### DIRECTIONS FOR THIS TASK
Restate all of the entries exactly, dropping any pictures they hold.

### DATA SHOWN
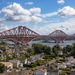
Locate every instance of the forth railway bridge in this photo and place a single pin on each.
(24, 35)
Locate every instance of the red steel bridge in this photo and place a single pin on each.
(22, 34)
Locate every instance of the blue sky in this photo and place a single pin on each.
(42, 16)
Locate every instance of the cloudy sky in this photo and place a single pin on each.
(42, 16)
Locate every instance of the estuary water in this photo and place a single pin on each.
(52, 43)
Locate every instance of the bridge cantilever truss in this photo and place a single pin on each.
(19, 34)
(58, 36)
(22, 34)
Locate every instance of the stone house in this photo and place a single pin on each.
(34, 58)
(53, 68)
(8, 65)
(16, 63)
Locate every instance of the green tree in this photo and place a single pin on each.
(37, 48)
(56, 49)
(30, 51)
(47, 50)
(2, 68)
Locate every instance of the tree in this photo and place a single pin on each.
(2, 68)
(67, 49)
(73, 50)
(56, 49)
(30, 51)
(47, 50)
(37, 48)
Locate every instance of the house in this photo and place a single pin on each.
(34, 58)
(53, 68)
(62, 65)
(16, 63)
(72, 72)
(8, 65)
(23, 60)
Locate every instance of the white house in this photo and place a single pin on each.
(8, 65)
(16, 63)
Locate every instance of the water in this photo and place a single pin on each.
(51, 44)
(41, 73)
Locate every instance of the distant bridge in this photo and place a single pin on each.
(22, 34)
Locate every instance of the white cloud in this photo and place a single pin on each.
(66, 11)
(15, 12)
(35, 18)
(67, 26)
(60, 1)
(49, 14)
(35, 11)
(29, 3)
(3, 27)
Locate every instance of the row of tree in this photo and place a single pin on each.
(68, 50)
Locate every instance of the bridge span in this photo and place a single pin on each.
(22, 34)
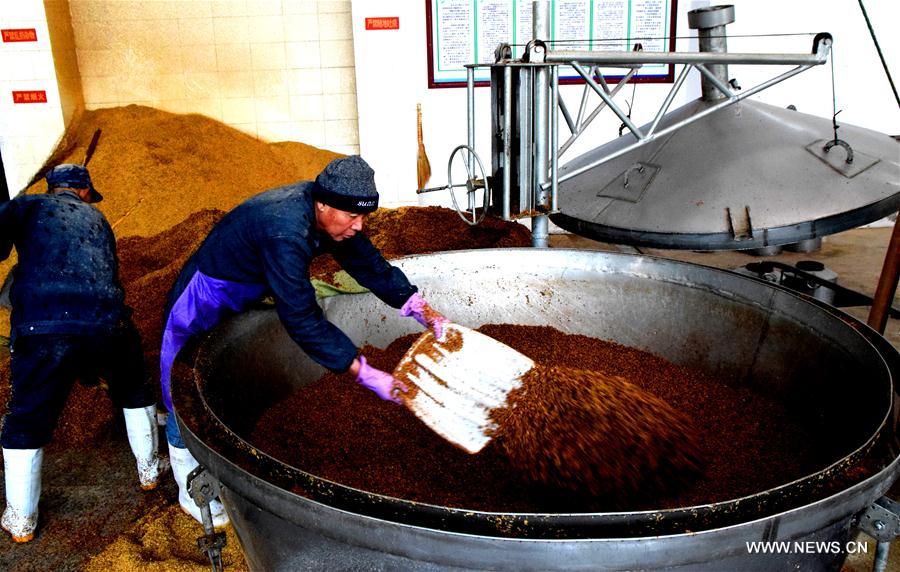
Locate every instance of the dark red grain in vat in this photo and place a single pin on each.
(340, 431)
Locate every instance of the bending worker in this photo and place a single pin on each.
(264, 247)
(69, 321)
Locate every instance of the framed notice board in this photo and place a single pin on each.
(464, 32)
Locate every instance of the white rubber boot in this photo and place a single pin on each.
(143, 436)
(182, 464)
(23, 490)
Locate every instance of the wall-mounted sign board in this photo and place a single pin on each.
(30, 96)
(19, 35)
(464, 32)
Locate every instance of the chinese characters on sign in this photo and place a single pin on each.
(19, 35)
(388, 23)
(36, 96)
(464, 32)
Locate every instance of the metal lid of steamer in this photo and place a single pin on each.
(747, 176)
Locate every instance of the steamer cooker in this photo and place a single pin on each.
(832, 371)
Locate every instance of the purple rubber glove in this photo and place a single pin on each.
(419, 309)
(385, 385)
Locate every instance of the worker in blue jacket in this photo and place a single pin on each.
(69, 321)
(264, 247)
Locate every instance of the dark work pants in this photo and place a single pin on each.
(45, 366)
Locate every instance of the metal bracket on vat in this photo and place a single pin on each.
(881, 521)
(204, 488)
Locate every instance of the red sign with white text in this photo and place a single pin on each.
(383, 23)
(19, 35)
(36, 96)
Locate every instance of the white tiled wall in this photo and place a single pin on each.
(28, 131)
(276, 69)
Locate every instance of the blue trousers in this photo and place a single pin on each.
(44, 368)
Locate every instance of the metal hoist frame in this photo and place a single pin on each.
(526, 105)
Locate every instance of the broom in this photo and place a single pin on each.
(423, 167)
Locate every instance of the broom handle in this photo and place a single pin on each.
(419, 120)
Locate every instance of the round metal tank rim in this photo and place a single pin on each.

### ANSWER TO THE PROBLEM
Locate every instance of the forth railway bridge in this photo and place a single pin on each.
(24, 35)
Locate every instance of the red steel bridge in this photo and place a single pin on each.
(22, 34)
Locate every instance of the blue sky in this photo and place a single pin on each.
(42, 16)
Locate every instance of the cloudy sky in this photo and place a single pin on each.
(42, 16)
Locate every instance of the estuary water in this photo and place a single pin on each.
(52, 43)
Locate every instance of the bridge cantilever truss in this photo and place a single pin on each.
(19, 34)
(58, 36)
(22, 34)
Locate every instance of the stone house in this photo and place a single pin on each.
(34, 58)
(53, 68)
(8, 65)
(16, 63)
Locate every instance of the green tree in this photo and place a single pin on each.
(37, 48)
(56, 49)
(30, 51)
(47, 50)
(2, 68)
Locate every instance of the tree in this photo and place a single pin on each.
(2, 68)
(67, 49)
(73, 50)
(56, 49)
(30, 51)
(47, 50)
(37, 48)
Locate every instance of the house in this photo and place a single pin on each.
(34, 58)
(53, 68)
(62, 65)
(16, 63)
(72, 72)
(8, 65)
(23, 60)
Locate every instance of the white house in this photo and place a single pin on each.
(8, 65)
(16, 63)
Locate every instance of the water in this photo and place a single pin on each.
(51, 44)
(41, 73)
Locate every instance of the distant bridge in this photo and place a single pin on each.
(22, 34)
Locate every instance of the white cloud in this photo and place a single pin on each.
(66, 11)
(15, 12)
(35, 18)
(67, 26)
(60, 1)
(49, 14)
(35, 11)
(29, 3)
(3, 27)
Locate every instance of the row of tree in this photo and place a single pin on each.
(68, 50)
Locate every instance of the bridge span in this photo and place a single pin on each.
(22, 34)
Locate every instance of the dark red grain in vat in this photo and place a single pin on each.
(340, 431)
Locate every instance of the bending worker in this photo and place a single pin on each.
(264, 247)
(69, 321)
Locate every instance of the framed notice board in this photo and place a single pin on each.
(464, 32)
Locate every instance of the white rubber boot in this photo and place a single pin on each.
(143, 436)
(182, 464)
(23, 490)
Locate every instance of the wall-mounted sign board in this photo and place a single pin on each.
(30, 96)
(19, 35)
(464, 32)
Locate every instance of the chinese characters on sign in this photo and place a single pin on each.
(19, 35)
(388, 23)
(36, 96)
(464, 32)
Locate every instance of the metal lid of steamer in this photo and place a single pin on each.
(747, 176)
Locate every instance of the steamer cooker in this photo and place a single pin on each.
(832, 371)
Locate every instance of the purple rubber glove in this photo and place a single pin on each.
(419, 309)
(385, 385)
Locate every instance of the worker in blue jacket in this photo and place a single pin on each.
(69, 321)
(264, 247)
Locate every instance of the dark work pants in this photo and place a single pin on each.
(45, 366)
Locate every instance of the metal bracket on vat in this photo and place a single pin on each.
(881, 521)
(204, 488)
Locate every instance of the red sign with white text in this photo and place a single pin on each.
(383, 23)
(19, 35)
(36, 96)
Locate every instance of the white tiled wall in this photo and place a single pin on each.
(28, 131)
(276, 69)
Locate every instance of the blue trousers in this photo and place a single pin on each.
(44, 368)
Locate every instance of the metal hoist frame in this photo and place a single pin on each.
(526, 105)
Locate every instance of the broom in this photo and place a single pin on each.
(423, 167)
Locate every instance of the broom handle in this photo and place a single pin on each.
(419, 120)
Locate every instance of the round metal tank rim in this photo and place a single pin on each.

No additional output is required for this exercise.